→ Set exercise: Render the records below as a JSON list of strings, with one string per line and no strings for blank lines. Omit the pictures.

→ Data shown:
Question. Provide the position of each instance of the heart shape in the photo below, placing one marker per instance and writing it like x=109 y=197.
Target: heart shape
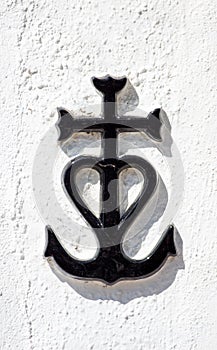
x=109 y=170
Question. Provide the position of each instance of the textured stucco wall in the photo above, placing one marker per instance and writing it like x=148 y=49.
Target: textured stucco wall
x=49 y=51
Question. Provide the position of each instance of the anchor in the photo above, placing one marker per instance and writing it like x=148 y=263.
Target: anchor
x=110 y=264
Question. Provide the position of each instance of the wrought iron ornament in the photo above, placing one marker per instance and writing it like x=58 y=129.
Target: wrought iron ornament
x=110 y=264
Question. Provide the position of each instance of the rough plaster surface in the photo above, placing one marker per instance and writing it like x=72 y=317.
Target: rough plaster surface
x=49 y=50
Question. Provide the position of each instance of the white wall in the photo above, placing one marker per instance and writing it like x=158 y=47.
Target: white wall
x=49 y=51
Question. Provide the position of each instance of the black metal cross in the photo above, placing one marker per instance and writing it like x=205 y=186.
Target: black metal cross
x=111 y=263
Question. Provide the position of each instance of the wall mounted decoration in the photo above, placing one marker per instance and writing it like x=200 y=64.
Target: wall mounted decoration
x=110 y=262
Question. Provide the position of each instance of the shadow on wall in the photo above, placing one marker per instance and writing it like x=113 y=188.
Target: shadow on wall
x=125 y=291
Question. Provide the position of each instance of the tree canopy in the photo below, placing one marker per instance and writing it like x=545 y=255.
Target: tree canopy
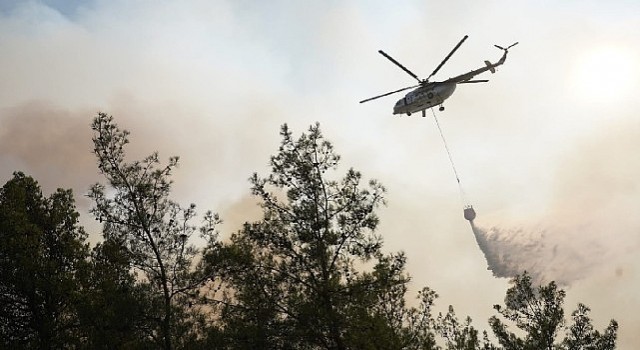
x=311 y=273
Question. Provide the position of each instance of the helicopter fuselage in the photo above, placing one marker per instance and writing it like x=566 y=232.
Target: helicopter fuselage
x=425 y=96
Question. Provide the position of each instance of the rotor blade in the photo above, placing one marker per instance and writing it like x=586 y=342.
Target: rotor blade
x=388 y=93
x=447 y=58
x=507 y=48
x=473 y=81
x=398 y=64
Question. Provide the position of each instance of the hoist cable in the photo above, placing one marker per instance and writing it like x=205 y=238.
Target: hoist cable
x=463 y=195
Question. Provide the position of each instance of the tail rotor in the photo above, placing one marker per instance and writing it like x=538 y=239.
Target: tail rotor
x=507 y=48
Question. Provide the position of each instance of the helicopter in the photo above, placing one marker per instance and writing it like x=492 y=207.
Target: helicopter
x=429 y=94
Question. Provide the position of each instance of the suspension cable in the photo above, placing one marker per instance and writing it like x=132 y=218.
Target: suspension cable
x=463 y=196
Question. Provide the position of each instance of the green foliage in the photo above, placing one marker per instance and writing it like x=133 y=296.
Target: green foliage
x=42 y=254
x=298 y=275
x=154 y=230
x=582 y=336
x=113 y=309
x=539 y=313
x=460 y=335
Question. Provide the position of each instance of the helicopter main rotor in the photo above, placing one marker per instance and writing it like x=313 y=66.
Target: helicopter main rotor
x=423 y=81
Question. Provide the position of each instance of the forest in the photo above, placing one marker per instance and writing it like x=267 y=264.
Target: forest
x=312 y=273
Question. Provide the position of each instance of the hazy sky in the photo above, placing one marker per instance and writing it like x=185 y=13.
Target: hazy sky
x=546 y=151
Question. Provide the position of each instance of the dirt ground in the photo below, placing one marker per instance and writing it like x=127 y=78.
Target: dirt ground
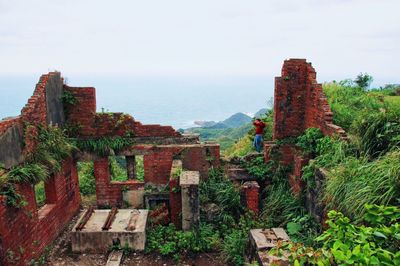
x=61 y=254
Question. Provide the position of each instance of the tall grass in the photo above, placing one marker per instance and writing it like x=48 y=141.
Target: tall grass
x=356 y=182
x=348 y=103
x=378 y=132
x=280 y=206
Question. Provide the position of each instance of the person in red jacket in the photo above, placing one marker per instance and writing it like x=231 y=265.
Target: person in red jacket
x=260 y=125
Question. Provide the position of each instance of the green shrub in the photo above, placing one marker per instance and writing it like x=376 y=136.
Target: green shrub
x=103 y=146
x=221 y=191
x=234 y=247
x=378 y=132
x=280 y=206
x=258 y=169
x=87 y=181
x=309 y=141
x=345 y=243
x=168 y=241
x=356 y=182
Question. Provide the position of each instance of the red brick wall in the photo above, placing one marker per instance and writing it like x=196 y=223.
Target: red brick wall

→ Output for this task:
[
  "Question. Provide the position of each instance of the heart shape in the photo below, placing one marker per instance and writing it like x=109 y=197.",
  "Target: heart shape",
  "x=109 y=170",
  "Question. Provide the position of each instance of the textured stucco wall in the photo above, placing one marker per instance and writing it like x=148 y=49.",
  "Target: textured stucco wall",
  "x=49 y=51",
  "Question. Provide the position of each instance of the anchor in the photo above, placing one marker per instance and writing it like x=148 y=263.",
  "Target: anchor",
  "x=110 y=264",
  "Question. Provide the position of each instance of the wrought iron ornament in the photo above, placing one marker per instance and writing it like x=58 y=129.",
  "Target: wrought iron ornament",
  "x=110 y=264",
  "Question. Provide the position of each instance of the rough plaster surface in the photo above, placing one marker per instance and writing it like x=72 y=317.",
  "Target: rough plaster surface",
  "x=49 y=50",
  "Question. Provide the position of each instance of the white wall in the photo above, placing one marker per instance and writing it like x=158 y=47.",
  "Target: white wall",
  "x=49 y=51",
  "Question. Provide the position of each instance of the black metal cross in the photo above, placing one marker per instance and writing it like x=205 y=186.",
  "Target: black metal cross",
  "x=111 y=263",
  "Question. Provide the position of each instance of the wall mounted decoration in the photo above, placing one marker per instance and writing it like x=200 y=64.",
  "Target: wall mounted decoration",
  "x=110 y=262",
  "Question. Provide the position of each instance of the shadow on wall in the photo above, placing one marker per instance and writing it like x=113 y=188.",
  "Target: shadow on wall",
  "x=125 y=291",
  "Question. Provide the position of each instance of the tree canopy in the photo below, placing one marker per instance and writing it like x=545 y=255.",
  "Target: tree canopy",
  "x=311 y=273",
  "Question. Provide the position of each instance of the helicopter fuselage in the photo above, placing one marker per instance and writing it like x=566 y=232.",
  "Target: helicopter fuselage",
  "x=425 y=96",
  "Question. Provide the position of each instance of the rotor blade in the photo above, placing one marker per instance and writing it like x=586 y=342.",
  "Target: rotor blade",
  "x=388 y=93",
  "x=447 y=58",
  "x=507 y=48",
  "x=473 y=81",
  "x=398 y=64",
  "Question. Provide the position of each instance of the hoist cable in the photo above, placing one marker per instance and writing it like x=205 y=238.",
  "Target: hoist cable",
  "x=463 y=195",
  "Question. Provide the position of each instance of the tail rotor in the photo above, placing one marker per instance and writing it like x=538 y=239.",
  "Target: tail rotor",
  "x=507 y=48",
  "Question. Provide the position of each instance of the helicopter in the photo above, placing one marker per instance and writing it like x=492 y=207.",
  "Target: helicopter",
  "x=429 y=94",
  "Question. Provide the position of each instance of the suspension cable in the photo above, placing one marker per instance and writing it like x=132 y=218.",
  "Target: suspension cable",
  "x=463 y=196",
  "Question. Provide the position of each instance of the green foliage in the photo above, placing one marker per instance and writing it like x=133 y=296.",
  "Target: green foliage",
  "x=42 y=254",
  "x=298 y=275",
  "x=154 y=230",
  "x=582 y=336",
  "x=113 y=309",
  "x=539 y=313",
  "x=460 y=335",
  "Question. Provide the position of each instance of the helicopter main rotor in the photo above, placing one marker per instance and writing it like x=313 y=66.",
  "Target: helicopter main rotor",
  "x=423 y=81",
  "Question. Provide the position of each instance of the forest in the photo above, placing one marker per instance and writing it like x=267 y=264.",
  "Target: forest",
  "x=312 y=273",
  "Question. Provide the position of each instance of the hazy sky in the photo above, placing one marker per instance and writing it like x=185 y=13.",
  "Target: hazy sky",
  "x=546 y=151",
  "Question. Provide the position of each instance of the dirt ground in the photo below, placing one marker per instance and writing it like x=127 y=78.",
  "Target: dirt ground",
  "x=61 y=254",
  "Question. Provide the position of each instance of the tall grass in the photo above, placing one marker per instance and writing it like x=48 y=141.",
  "Target: tall grass",
  "x=356 y=182",
  "x=348 y=103",
  "x=378 y=132",
  "x=280 y=206",
  "Question. Provide the position of each instance of the person in red jacket in the photo above, placing one marker per instance and writing it like x=231 y=265.",
  "Target: person in red jacket",
  "x=260 y=125",
  "Question. Provide the position of each instance of the green shrub in the photo above, placing one marker per instance and writing it like x=376 y=136.",
  "Target: green shrub",
  "x=103 y=146",
  "x=221 y=191",
  "x=234 y=247",
  "x=378 y=132",
  "x=280 y=206",
  "x=258 y=169",
  "x=87 y=181",
  "x=309 y=141",
  "x=345 y=243",
  "x=168 y=241",
  "x=356 y=182",
  "Question. Provide the position of each instance of the red brick wall in the photo above, placing one marker per instance and writing it like x=196 y=223.",
  "Target: red brick wall"
]